Provided data:
::::::
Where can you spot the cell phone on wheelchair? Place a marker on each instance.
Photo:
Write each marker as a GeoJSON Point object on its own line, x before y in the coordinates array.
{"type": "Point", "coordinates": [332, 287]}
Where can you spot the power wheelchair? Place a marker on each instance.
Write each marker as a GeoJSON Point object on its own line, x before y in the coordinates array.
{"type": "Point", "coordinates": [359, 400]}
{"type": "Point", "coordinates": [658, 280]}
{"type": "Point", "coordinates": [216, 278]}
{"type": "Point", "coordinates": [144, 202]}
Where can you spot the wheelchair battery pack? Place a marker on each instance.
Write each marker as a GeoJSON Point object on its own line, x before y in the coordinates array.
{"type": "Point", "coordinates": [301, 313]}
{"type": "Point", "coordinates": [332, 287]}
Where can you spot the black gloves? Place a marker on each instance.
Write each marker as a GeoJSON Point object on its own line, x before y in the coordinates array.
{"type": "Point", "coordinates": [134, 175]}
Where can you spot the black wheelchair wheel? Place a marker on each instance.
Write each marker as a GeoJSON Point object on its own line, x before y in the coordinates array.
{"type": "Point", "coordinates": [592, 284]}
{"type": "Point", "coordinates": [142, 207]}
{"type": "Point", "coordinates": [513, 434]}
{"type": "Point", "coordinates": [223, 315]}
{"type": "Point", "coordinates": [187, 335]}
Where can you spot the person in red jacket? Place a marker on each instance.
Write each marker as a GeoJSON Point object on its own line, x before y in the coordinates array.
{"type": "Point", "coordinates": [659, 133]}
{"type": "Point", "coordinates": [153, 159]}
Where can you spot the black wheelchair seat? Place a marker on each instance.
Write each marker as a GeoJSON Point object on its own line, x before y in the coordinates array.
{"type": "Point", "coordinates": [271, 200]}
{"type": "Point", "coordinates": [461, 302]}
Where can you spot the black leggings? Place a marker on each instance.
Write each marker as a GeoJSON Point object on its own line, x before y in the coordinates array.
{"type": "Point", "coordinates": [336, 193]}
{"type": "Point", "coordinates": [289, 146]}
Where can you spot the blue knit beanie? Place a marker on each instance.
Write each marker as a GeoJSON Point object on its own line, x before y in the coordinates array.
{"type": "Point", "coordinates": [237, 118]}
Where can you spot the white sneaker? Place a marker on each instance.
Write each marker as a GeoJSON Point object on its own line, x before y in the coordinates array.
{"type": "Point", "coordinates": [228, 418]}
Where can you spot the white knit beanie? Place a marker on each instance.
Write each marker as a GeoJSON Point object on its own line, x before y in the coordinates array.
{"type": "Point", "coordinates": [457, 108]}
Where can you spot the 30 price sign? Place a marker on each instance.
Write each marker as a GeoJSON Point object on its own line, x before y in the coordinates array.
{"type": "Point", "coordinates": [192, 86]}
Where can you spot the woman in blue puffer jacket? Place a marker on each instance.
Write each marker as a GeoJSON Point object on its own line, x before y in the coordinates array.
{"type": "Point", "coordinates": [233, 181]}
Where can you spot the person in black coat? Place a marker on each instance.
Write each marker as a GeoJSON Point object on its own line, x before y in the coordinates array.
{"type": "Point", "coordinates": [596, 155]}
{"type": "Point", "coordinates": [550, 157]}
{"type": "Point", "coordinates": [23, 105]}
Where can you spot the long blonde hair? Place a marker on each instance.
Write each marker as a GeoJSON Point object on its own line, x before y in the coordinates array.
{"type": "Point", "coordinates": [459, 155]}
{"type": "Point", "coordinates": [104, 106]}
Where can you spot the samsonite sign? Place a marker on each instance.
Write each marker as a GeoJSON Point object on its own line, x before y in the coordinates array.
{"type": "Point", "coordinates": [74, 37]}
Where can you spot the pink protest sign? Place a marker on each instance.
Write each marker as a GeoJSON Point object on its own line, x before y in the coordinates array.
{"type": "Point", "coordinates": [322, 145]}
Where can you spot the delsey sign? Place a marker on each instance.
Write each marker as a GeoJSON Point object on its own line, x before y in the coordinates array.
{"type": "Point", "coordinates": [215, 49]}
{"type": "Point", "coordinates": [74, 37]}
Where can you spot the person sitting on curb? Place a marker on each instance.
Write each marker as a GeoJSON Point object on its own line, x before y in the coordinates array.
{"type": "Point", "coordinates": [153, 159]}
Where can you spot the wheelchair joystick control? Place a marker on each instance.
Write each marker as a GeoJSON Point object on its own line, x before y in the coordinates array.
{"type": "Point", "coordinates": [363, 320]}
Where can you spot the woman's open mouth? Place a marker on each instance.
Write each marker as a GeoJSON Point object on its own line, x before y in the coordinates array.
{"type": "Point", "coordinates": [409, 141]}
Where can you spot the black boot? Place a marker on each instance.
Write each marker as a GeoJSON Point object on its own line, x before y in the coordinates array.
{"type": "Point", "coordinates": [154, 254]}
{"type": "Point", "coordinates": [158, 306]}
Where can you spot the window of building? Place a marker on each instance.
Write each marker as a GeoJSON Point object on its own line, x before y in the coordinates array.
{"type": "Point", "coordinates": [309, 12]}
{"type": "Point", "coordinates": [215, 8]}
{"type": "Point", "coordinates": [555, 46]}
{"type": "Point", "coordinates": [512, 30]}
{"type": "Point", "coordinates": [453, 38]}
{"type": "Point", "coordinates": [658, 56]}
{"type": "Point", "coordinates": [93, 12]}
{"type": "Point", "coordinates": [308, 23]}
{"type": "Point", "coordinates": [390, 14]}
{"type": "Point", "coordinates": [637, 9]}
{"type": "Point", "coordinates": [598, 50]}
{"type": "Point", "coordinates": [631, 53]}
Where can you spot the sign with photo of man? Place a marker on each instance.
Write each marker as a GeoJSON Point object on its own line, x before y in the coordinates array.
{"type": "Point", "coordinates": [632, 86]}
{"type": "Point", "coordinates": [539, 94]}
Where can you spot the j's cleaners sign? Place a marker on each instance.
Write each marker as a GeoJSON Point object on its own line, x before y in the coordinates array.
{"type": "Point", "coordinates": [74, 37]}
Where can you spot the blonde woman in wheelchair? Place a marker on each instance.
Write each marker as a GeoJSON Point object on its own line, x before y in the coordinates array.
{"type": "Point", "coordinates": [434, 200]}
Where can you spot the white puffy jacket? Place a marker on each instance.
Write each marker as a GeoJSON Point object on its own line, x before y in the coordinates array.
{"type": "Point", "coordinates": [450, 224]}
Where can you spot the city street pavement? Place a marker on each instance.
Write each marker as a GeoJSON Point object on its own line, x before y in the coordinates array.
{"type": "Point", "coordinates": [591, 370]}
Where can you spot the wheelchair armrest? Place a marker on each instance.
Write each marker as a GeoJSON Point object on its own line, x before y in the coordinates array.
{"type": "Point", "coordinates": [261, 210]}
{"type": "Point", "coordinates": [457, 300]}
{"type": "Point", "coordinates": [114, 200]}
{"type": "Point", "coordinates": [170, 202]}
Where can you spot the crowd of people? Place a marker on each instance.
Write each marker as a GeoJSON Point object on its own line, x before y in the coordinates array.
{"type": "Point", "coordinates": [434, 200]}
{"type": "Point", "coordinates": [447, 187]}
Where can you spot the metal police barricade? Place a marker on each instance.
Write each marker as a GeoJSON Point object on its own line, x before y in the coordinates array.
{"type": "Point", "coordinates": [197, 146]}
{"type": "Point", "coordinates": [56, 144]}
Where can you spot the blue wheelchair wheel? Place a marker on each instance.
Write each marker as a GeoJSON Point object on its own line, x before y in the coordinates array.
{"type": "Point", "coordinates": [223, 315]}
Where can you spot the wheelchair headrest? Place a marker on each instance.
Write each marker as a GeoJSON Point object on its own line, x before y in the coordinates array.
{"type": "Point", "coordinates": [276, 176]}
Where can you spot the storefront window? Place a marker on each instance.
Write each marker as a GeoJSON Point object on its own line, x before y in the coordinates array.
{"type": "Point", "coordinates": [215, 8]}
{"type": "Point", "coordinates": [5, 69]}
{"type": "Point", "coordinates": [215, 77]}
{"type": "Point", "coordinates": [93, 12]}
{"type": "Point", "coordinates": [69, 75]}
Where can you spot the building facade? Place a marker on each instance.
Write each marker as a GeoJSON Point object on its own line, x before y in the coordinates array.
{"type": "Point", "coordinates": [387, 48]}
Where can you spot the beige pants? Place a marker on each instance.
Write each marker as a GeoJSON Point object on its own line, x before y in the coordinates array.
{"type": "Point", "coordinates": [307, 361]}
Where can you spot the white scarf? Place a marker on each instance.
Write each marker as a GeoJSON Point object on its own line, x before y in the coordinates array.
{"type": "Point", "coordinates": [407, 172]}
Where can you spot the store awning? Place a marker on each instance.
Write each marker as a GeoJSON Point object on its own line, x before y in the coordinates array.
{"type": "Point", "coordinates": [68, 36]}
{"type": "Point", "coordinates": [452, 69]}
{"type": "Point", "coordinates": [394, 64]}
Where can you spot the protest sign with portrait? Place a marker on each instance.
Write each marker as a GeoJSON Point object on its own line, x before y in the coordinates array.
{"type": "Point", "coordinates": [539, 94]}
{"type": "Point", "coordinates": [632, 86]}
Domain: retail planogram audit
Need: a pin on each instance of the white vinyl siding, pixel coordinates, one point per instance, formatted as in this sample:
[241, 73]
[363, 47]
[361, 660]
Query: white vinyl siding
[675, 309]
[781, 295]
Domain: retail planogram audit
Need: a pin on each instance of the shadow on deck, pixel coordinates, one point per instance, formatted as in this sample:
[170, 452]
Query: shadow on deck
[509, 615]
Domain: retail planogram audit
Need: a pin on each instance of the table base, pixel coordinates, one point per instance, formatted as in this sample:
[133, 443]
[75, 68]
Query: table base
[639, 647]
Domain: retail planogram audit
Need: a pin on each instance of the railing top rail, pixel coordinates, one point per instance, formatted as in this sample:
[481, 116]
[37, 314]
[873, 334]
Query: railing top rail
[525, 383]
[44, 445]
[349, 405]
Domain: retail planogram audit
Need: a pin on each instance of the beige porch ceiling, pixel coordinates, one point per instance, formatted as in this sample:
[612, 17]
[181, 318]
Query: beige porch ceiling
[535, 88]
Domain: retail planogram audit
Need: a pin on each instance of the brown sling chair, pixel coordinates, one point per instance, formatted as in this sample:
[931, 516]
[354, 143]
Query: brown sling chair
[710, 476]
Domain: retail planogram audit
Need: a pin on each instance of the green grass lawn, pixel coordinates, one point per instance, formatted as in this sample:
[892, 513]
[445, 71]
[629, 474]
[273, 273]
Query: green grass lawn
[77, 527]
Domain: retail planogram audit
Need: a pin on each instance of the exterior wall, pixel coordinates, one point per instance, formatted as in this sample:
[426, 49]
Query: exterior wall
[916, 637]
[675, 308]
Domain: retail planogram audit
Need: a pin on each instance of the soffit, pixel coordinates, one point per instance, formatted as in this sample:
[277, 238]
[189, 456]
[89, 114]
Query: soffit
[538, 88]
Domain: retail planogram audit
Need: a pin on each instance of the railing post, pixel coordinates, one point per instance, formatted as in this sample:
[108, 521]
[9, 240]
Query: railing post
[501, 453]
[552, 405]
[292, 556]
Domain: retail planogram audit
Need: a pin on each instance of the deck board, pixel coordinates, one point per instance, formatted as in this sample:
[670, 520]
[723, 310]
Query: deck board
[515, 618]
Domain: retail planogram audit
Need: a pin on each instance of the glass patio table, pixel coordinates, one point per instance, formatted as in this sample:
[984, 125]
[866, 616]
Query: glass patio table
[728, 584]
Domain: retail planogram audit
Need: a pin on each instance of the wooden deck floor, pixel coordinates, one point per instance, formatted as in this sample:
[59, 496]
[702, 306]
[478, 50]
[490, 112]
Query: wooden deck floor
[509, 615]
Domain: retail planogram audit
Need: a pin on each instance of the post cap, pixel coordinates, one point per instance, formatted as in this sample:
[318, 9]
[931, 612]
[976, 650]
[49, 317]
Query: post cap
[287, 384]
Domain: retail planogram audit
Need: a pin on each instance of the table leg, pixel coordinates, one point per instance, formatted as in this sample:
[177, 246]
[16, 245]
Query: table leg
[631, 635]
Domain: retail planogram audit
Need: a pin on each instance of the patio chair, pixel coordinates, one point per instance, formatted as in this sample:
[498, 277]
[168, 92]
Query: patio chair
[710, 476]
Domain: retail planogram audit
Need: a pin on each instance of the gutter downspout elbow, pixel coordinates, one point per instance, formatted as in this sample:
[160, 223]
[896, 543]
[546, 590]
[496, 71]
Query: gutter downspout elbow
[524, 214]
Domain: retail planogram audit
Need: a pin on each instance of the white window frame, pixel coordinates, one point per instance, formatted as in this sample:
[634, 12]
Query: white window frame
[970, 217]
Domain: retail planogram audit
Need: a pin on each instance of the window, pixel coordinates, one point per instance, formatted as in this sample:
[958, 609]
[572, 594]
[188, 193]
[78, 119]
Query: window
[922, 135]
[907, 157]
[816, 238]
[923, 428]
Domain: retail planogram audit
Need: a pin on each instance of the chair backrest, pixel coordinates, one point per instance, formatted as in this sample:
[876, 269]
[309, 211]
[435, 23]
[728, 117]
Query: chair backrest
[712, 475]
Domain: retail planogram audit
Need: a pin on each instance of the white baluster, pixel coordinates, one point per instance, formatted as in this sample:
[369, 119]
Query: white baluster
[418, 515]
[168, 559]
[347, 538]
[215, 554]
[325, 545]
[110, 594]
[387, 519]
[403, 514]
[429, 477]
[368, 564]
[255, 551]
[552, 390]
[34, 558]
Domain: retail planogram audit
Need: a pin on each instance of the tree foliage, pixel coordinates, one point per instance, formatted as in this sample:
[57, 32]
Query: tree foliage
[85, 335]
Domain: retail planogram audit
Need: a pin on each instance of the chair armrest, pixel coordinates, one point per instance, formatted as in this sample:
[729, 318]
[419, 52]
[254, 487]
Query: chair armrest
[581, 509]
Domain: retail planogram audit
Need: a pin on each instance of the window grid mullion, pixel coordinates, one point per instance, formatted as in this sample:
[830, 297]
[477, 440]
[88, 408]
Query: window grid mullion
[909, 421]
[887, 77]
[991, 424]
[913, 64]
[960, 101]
::::::
Task:
Your answer should consist of the lines of the listing that contain "blue", copied as they stand.

Task result:
Where can you spot the blue knit beanie? Place a marker on each instance.
Where can you spot the woman in blue puffer jacket? Place a marker on each instance.
Where can you spot the blue wheelchair wheel? Place a marker on each instance.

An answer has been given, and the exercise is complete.